Rows from a dataset
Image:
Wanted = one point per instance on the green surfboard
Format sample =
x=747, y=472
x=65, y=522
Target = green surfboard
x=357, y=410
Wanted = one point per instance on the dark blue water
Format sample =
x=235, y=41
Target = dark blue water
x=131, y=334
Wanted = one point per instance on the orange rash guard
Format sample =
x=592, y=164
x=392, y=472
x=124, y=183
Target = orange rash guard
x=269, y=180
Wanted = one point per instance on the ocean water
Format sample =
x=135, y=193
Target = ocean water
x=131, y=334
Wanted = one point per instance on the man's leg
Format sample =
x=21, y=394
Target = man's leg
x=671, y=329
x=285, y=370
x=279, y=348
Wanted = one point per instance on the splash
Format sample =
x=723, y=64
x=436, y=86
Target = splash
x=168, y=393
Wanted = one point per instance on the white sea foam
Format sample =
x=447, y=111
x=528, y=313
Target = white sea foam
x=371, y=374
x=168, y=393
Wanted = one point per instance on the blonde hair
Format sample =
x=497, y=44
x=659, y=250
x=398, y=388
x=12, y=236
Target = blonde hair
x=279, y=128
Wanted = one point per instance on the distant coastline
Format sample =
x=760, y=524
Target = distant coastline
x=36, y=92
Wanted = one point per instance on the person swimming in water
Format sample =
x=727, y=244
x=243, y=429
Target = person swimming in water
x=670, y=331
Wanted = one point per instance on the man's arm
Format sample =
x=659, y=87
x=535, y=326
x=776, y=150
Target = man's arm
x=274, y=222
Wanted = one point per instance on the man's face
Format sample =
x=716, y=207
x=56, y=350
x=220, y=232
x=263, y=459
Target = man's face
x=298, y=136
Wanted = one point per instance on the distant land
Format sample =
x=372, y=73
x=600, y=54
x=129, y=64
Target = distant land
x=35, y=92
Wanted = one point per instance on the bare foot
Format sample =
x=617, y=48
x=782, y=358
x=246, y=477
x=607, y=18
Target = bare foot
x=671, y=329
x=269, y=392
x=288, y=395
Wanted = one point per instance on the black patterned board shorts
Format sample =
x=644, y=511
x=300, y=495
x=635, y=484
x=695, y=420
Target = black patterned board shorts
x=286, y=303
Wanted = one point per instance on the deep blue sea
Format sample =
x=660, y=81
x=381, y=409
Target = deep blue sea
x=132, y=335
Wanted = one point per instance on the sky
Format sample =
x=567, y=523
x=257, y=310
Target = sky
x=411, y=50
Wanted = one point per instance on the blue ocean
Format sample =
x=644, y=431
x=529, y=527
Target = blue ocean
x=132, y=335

> Stated exercise: From the line holding "Wanted = one point per instance on the man's arm" down to the final line above, quote every line exactly and only those lines.

> Reply to the exercise:
Wanted = one point per instance on the man's arm
Format sample =
x=659, y=87
x=535, y=326
x=776, y=150
Target = man's arm
x=274, y=222
Wanted = one point per instance on the man's face
Format sample =
x=716, y=207
x=56, y=350
x=220, y=232
x=263, y=459
Target = man's face
x=298, y=136
Wanted = one point per instance on the distant land
Format sample =
x=372, y=73
x=600, y=54
x=129, y=64
Target = distant land
x=35, y=92
Wanted = one point per instance on the bare foot
Format sample =
x=617, y=48
x=782, y=358
x=246, y=477
x=607, y=18
Target = bare foot
x=671, y=329
x=269, y=392
x=288, y=395
Wanted = one point per instance on the black patterned board shorts
Format sample =
x=644, y=511
x=300, y=495
x=635, y=484
x=695, y=420
Target = black patterned board shorts
x=286, y=303
Wanted = one point per instance on the deep blue sea
Format sample =
x=660, y=81
x=381, y=409
Target = deep blue sea
x=132, y=335
Wanted = one point per instance on the sky
Format sample =
x=567, y=523
x=257, y=310
Target = sky
x=411, y=50
Wanted = one point per instance on the blue ocean
Format sample =
x=644, y=431
x=529, y=527
Target = blue ocean
x=132, y=335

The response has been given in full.